| WHAT IS BEING ASKED |
Type the entries again, word for word.

[Natural language region descriptions]

==============================

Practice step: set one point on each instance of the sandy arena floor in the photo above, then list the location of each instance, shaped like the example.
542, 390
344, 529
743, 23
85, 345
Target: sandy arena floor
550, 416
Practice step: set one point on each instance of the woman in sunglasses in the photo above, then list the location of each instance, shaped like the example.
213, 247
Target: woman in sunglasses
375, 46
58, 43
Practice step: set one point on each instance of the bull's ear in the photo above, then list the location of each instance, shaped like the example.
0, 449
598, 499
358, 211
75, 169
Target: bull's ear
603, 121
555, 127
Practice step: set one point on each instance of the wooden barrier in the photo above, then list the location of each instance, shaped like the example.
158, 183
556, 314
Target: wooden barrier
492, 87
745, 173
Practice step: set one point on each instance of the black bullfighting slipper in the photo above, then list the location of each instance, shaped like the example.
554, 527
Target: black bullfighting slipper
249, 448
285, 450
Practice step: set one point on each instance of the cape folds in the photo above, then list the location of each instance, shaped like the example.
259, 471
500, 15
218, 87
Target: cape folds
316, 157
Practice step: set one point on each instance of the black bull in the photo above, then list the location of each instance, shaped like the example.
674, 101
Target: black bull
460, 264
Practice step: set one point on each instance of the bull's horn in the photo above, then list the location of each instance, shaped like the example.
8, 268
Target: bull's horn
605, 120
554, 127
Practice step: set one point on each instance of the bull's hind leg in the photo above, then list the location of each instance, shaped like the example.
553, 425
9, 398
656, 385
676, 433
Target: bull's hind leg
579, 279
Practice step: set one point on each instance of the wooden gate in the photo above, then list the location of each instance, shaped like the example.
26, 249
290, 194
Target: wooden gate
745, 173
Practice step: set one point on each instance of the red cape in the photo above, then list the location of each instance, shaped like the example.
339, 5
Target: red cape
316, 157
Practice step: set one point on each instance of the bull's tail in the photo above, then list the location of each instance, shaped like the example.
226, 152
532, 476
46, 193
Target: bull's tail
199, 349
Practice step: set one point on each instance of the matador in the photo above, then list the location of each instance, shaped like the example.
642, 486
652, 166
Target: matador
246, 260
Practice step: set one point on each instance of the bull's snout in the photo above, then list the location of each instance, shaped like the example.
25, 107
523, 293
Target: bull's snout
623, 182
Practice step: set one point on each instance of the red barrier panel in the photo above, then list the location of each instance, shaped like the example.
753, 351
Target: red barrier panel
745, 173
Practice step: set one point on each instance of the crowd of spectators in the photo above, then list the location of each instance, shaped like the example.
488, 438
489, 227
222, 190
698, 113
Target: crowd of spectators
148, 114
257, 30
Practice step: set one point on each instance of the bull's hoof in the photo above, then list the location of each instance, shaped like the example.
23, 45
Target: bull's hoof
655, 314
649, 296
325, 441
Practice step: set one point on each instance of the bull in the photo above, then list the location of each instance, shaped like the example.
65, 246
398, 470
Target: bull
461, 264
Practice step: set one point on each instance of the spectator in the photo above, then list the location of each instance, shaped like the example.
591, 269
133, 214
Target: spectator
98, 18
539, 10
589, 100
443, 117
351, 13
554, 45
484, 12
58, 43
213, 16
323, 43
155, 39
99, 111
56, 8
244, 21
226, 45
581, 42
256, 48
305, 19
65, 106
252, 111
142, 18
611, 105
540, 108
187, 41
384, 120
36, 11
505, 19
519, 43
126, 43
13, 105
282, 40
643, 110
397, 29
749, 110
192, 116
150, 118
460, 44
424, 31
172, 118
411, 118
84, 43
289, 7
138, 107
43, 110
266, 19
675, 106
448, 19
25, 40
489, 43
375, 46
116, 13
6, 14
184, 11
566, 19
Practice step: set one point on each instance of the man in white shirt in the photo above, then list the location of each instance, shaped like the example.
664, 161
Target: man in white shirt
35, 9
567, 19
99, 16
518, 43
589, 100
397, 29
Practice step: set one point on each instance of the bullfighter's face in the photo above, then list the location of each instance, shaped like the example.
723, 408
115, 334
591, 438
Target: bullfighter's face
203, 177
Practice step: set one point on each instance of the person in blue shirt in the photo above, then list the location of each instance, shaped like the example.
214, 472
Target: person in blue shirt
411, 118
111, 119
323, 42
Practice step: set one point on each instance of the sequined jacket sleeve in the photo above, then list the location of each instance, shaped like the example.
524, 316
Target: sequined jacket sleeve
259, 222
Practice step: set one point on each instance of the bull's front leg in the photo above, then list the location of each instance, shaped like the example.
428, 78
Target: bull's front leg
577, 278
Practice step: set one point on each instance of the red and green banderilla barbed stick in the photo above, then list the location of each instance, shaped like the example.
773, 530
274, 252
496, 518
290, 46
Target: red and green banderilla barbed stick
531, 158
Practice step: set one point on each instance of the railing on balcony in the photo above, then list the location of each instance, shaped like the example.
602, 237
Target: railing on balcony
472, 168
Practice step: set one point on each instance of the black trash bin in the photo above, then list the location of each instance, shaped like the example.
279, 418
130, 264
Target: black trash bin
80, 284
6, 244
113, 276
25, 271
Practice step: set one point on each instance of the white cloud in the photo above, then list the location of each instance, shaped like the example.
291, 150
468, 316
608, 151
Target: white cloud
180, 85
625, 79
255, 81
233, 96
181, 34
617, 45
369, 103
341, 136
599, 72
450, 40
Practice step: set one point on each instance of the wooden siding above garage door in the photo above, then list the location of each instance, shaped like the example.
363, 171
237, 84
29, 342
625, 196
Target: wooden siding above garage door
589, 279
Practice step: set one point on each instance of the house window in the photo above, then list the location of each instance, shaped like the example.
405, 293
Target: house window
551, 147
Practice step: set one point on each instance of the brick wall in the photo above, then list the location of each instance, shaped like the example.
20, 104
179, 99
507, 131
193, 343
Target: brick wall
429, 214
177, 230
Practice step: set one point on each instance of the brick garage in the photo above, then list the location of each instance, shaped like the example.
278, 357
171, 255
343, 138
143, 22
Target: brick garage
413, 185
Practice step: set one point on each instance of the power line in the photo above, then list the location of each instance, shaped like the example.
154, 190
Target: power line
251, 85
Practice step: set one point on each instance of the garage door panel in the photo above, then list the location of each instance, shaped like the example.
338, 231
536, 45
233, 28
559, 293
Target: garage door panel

==============================

| RESULT OF THIS EXERCISE |
Practice step: set one point on each instance of the sandy arena floor in the photo above, then list the location of each instance, shaped like the example.
542, 390
344, 529
743, 23
85, 345
Target: sandy arena floor
550, 416
Practice step: set one point on each instance of the woman in sunglasses in the photo above, then list the location of each instance, shaped like the example.
213, 247
Target: woman in sunglasses
375, 46
58, 43
Practice step: set one point on each instance of the bull's ear in the photo above, then list the location of each instance, shaped like the example.
0, 449
598, 499
358, 211
75, 169
Target: bull's ear
603, 121
555, 127
Practice step: set one point on each instance of the wooden barrier in the photo above, then list the location of each instance, shaped like the example.
158, 183
556, 314
Target: wooden barrier
492, 87
745, 173
Practice step: set one point on each instance of the black bullfighting slipper in the photo above, then list the location of each instance, shaped like the example.
554, 527
Target: black bullfighting slipper
249, 448
285, 450
Practice step: set one point on each instance of the cape folds in the photo above, then list the location of each instance, shaped like the example.
259, 471
500, 15
218, 87
Target: cape folds
316, 157
Practice step: set one point on each instance of the black bull in the photo above, then list the location of each instance, shaped like the example.
674, 101
Target: black bull
460, 264
Practice step: set one point on each instance of the bull's horn in the photo above, then list the location of each instance, shaped like the example.
8, 268
Target: bull's horn
605, 120
554, 127
Practice step: set one point on each instance of the bull's hind leg in the photo above, then list the location of each instance, shaped like the example.
553, 425
9, 398
656, 385
676, 433
Target: bull's hind leg
579, 279
Practice step: set one point on each instance of the wooden gate in the photo above, then list the location of each instance, shaped like the example.
26, 249
290, 194
Target: wooden gate
745, 173
Practice step: set one point on each instance of the red cape in the photo above, then list the location of each instance, shaped like the example.
339, 5
Target: red cape
316, 157
Practice step: set one point on each instance of the bull's tail in the photo above, then list the location of each instance, shaped like the example.
226, 152
532, 476
46, 193
Target: bull's tail
199, 349
Practice step: set one point on each instance of the matador in the photo above, then list the location of each instance, shaped like the example.
642, 486
652, 166
Target: matador
246, 260
Practice step: set one point on each instance of the bull's snout in the photo above, then list the location of each instance, shaped like the example.
25, 107
523, 293
Target: bull's snout
623, 182
Practice step: set one point on each instance of the red barrier panel in the photo above, then list the location of each instance, shaped like the example.
753, 351
Target: red barrier panel
745, 173
Practice step: set one point on each instance of the crowd of spectators in the photo above, then list the location of each instance, shaped like the example.
488, 438
489, 227
222, 190
698, 113
Target: crowd of spectators
148, 114
257, 30
Practice step: set one point on each instance of the bull's hoof in the photo above, then list the location of each instance, shaped like the example.
23, 45
Target: bull's hoof
655, 314
649, 296
325, 441
Practice step: set one point on each instance of the bull in the photo above, then list the location of each instance, shaped like the example.
65, 246
398, 470
Target: bull
461, 264
Practice step: set one point on each instance of the spectator in the photo above, then list the location of each instance, shaped like the example.
591, 269
133, 214
Target: spectator
98, 18
539, 10
589, 100
443, 117
351, 13
554, 45
484, 12
58, 43
213, 16
323, 43
155, 39
99, 111
56, 8
244, 21
226, 45
581, 42
256, 48
305, 19
65, 106
252, 111
142, 18
611, 105
540, 108
187, 41
384, 120
36, 11
505, 19
519, 43
126, 43
13, 105
282, 40
643, 110
397, 29
749, 110
192, 116
150, 118
460, 44
424, 31
172, 118
411, 118
84, 43
289, 7
138, 107
43, 110
266, 19
675, 106
448, 19
25, 40
489, 43
375, 46
116, 13
6, 14
184, 11
566, 19
Practice step: set one point on each instance of the man in white shirt in the photo above, then list the location of each instance, shaped like the example.
664, 161
Target: man in white shirt
35, 9
567, 19
99, 16
518, 43
589, 100
397, 29
Practice step: set one point on each instance of the bullfighter's face in the photo above, then list the location of each instance, shaped like the example.
723, 408
115, 334
591, 438
Target: bullfighter's face
203, 177
Practice step: set one point on each instance of the person in blue shirt in the photo above, then list the location of each instance, shaped like the example.
214, 472
Target: person in blue shirt
411, 118
111, 119
323, 42
Practice step: set one point on each instance of the sequined jacket sleeve in the photo above, then list the location of each instance, shaped like the example.
524, 316
Target: sequined jacket sleeve
259, 222
Practice step: set one point on each instance of the bull's front leg in the photo above, then list the location of each instance, shaped like the example.
428, 78
Target: bull's front leg
577, 278
Practice step: set one point on each instance of the red and green banderilla barbed stick in the photo above, then list the location of each instance, shaped like the example.
773, 530
274, 252
496, 518
290, 46
Target: red and green banderilla barbed stick
531, 158
Practice step: set one point on each instance of the railing on balcony in the photo above, then list the location of each instance, shaped like the example.
602, 237
Target: railing on balcony
472, 168
Practice step: set one point on each instance of the black trash bin in the photo above, then list the location of each instance, shaped like the example.
279, 418
130, 264
Target: black trash bin
80, 284
6, 244
113, 276
25, 271
Practice step: set one point on each instance of the white cloud in the photo above, then list the location of each instance, shaped like the example.
291, 150
468, 316
608, 151
Target: white cloud
180, 85
625, 79
255, 81
233, 96
181, 34
617, 45
369, 103
341, 136
599, 72
450, 40
Practice step: set one point on each instance of the wooden siding above garage door in the photo above, then list the location of each instance, shaped like the example.
363, 171
237, 84
29, 342
625, 196
Target: wooden siding above garage door
589, 279
Practice step: set one point on each instance of the house window in the photo above, then list the location of each instance, shaped like the example.
405, 293
Target: house window
551, 147
Practice step: set one point on each instance of the brick wall in the photo above, then list the location of each instance, shaped like the example.
20, 104
179, 99
507, 131
193, 343
Target: brick wall
429, 214
177, 230
Practice step: set one point on each instance of the brick garage in the photo above, then list the location of each instance, shaped like the example.
278, 357
171, 255
343, 138
143, 22
Target: brick garage
413, 185
Practice step: set one point on each instance of the power line in the photo above, then list the location of each instance, shaped like the example.
154, 190
Target: power line
251, 85
Practice step: set one point on each instance of the garage door panel in the photo above, then list the location of each instance, shaped like the example.
338, 231
536, 45
233, 28
559, 293
Target: garage door panel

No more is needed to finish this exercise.